TASK INSTRUCTIONS:
Starting at the line that holds "Target: pavement", transcribe every line to the end of the data exactly; include no other lines.

[Saved entries]
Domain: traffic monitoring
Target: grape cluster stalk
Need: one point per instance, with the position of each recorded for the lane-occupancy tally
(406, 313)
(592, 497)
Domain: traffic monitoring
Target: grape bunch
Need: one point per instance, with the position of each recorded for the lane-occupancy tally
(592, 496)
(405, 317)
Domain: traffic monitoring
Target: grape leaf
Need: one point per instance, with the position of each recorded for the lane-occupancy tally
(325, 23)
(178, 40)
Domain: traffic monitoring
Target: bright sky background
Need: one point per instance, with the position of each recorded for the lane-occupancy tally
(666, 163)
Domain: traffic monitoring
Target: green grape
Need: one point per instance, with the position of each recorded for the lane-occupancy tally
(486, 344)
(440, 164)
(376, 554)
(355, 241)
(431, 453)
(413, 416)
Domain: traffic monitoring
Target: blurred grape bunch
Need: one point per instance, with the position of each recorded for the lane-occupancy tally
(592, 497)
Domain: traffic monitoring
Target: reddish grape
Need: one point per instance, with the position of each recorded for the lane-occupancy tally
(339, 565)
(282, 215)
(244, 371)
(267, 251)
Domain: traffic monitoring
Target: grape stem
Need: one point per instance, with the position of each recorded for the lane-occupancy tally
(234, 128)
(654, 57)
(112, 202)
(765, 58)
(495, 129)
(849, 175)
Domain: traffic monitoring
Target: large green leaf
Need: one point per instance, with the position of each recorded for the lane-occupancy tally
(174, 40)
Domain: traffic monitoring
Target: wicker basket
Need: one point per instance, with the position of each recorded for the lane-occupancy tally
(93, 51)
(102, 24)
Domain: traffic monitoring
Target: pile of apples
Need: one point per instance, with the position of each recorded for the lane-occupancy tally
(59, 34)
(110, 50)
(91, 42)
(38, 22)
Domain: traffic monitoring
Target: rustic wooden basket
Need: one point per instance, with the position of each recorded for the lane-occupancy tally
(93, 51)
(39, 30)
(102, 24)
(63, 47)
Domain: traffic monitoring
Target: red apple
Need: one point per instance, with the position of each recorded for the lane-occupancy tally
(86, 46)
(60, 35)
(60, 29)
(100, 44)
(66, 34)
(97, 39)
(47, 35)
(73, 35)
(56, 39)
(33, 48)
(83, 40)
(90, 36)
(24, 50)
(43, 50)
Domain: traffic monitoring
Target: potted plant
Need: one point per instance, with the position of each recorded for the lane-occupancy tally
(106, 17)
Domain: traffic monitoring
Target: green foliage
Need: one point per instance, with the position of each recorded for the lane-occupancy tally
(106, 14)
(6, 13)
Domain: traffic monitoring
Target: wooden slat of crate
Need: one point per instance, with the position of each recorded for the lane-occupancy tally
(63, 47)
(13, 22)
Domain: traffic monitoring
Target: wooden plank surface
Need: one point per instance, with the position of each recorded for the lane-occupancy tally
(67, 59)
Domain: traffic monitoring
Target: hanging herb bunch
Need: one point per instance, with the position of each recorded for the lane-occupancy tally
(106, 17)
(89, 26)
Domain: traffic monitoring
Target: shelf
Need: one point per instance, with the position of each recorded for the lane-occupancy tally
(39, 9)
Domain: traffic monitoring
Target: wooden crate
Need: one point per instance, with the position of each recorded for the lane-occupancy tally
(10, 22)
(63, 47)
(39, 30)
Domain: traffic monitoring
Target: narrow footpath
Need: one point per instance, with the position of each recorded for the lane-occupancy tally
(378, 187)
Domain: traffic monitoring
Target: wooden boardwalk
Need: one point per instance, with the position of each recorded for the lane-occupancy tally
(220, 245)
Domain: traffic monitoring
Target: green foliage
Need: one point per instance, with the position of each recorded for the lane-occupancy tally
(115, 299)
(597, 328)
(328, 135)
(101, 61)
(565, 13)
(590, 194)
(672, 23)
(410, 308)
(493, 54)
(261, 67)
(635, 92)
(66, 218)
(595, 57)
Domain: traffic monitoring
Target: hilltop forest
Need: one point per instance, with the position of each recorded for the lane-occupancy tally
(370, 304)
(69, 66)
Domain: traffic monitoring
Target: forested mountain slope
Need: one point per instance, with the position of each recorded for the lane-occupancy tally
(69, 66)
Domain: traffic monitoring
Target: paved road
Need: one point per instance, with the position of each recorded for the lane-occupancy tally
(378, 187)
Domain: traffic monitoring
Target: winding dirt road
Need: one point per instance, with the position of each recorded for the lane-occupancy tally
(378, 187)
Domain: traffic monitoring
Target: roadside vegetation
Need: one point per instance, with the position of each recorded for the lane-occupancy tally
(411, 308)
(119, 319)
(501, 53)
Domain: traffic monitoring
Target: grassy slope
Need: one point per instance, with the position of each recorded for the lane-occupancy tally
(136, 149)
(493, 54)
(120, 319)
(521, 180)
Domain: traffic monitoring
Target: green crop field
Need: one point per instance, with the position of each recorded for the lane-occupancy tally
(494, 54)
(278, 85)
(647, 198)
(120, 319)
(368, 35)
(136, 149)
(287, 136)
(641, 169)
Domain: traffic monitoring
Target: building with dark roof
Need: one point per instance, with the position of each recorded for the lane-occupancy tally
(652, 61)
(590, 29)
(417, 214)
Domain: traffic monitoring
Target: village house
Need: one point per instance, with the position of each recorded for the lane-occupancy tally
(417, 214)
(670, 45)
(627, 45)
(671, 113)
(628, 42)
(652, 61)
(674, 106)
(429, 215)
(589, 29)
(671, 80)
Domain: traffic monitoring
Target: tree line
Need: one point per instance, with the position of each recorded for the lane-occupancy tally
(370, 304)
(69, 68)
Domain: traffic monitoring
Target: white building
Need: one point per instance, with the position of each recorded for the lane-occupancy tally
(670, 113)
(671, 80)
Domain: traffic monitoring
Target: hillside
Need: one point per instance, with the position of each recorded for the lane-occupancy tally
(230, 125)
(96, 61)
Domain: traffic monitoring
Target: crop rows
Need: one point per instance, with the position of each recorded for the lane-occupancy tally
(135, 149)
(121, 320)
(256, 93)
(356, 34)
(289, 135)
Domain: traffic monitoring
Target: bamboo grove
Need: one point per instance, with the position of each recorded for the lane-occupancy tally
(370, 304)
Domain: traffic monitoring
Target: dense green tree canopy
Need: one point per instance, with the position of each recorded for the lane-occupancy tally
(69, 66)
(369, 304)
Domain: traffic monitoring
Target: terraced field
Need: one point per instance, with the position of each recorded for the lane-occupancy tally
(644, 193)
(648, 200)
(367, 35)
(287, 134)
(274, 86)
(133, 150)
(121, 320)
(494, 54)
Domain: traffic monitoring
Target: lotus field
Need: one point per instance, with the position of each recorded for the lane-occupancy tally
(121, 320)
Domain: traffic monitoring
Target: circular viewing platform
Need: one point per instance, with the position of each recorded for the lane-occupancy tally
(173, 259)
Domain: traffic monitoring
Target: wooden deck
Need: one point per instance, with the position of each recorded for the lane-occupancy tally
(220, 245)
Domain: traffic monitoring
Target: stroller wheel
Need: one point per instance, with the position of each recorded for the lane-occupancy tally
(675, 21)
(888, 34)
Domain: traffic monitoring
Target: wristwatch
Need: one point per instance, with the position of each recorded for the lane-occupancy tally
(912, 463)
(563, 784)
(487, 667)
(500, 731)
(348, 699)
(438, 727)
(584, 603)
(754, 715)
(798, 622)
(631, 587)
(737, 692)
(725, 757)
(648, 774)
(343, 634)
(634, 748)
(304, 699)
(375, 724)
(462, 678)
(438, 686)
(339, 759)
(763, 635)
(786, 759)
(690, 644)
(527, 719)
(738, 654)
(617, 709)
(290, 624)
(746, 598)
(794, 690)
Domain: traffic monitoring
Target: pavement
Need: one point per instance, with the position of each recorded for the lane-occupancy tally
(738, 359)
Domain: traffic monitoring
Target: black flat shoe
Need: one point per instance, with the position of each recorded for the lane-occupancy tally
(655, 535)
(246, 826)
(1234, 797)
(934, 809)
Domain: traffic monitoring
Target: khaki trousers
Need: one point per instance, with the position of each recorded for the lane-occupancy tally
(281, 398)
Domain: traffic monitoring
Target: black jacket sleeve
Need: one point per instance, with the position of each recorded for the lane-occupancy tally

ANSWER TO THIS TASK:
Target: pavement
Need: one point per instance, with the position of each recorded for the lane-occupancy tally
(738, 359)
Domain: traffic monitoring
Target: black flat shoe
Need: one point per instance, with the position of each recorded for the lane-occupancy tally
(655, 535)
(246, 826)
(1234, 797)
(934, 809)
Domain: traffic monitoring
Target: khaki trousers
Need: one point per instance, with the position of each recorded for the lane-occupancy tally
(281, 398)
Domain: traffic monitoring
Target: black jacket sleeve
Need: one point per instance, with the position of each recorded for the lane-occupancy tally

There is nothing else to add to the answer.